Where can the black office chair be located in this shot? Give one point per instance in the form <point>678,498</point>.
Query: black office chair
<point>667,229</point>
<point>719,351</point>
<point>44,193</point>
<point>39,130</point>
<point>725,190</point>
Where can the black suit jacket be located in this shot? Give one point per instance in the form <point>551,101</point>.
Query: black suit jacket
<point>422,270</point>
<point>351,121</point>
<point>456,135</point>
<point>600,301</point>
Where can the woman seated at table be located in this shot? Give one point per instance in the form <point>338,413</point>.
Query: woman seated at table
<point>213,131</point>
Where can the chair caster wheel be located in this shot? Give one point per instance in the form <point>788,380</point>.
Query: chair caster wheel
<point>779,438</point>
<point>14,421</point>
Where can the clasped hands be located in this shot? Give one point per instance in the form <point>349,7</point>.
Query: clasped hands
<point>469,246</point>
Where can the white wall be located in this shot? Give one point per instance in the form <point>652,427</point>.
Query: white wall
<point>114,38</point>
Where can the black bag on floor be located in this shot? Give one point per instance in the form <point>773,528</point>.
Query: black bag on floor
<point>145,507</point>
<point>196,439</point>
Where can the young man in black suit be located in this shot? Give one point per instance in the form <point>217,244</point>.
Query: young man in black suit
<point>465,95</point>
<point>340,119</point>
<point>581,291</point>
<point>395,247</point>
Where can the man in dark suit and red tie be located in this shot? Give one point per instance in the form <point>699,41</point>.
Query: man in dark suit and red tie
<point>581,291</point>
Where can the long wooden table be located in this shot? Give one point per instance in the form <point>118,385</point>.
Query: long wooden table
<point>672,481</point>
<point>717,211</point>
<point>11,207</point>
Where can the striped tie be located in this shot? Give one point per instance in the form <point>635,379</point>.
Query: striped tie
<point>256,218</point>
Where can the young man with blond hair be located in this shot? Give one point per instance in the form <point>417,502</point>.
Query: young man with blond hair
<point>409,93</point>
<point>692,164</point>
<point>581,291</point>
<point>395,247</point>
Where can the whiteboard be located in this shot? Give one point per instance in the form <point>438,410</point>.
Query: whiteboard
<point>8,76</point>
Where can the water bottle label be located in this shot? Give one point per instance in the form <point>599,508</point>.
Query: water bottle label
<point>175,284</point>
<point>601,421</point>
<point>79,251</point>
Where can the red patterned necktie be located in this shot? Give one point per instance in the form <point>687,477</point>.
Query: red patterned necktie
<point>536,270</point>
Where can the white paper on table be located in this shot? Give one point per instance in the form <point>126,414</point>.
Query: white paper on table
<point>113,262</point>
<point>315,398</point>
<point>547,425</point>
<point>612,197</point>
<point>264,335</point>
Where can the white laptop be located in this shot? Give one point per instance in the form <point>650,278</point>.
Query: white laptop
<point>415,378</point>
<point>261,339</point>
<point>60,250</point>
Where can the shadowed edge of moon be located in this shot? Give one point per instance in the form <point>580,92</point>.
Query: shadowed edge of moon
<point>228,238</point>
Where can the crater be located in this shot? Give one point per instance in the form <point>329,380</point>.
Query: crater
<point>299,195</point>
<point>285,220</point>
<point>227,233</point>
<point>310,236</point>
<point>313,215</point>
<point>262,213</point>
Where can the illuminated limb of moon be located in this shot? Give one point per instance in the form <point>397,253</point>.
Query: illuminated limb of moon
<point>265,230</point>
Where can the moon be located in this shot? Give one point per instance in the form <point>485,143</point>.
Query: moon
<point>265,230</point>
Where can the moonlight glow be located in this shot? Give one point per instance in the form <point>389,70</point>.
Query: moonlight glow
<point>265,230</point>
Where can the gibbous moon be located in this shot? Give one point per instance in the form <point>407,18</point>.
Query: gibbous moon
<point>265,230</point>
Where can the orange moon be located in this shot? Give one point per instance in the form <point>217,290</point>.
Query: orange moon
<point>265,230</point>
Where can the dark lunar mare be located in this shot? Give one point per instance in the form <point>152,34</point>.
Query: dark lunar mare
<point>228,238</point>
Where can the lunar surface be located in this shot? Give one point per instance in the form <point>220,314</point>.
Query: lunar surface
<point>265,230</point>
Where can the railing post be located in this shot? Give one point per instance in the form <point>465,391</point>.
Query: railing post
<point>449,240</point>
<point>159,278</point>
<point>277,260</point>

- - -

REQUIRED WORK: Reproduce verbatim only this range: the first line of the material through the line that contains "Where can the black suit", inclusive.

COMPLETED EXERCISE:
Where can the black office chair be located in this shot? Give one point per instance in the form <point>678,498</point>.
Query: black office chair
<point>667,229</point>
<point>719,351</point>
<point>44,193</point>
<point>39,130</point>
<point>725,190</point>
Where can the black suit jacket be located in this shot? Give one point per instance in the form <point>551,101</point>.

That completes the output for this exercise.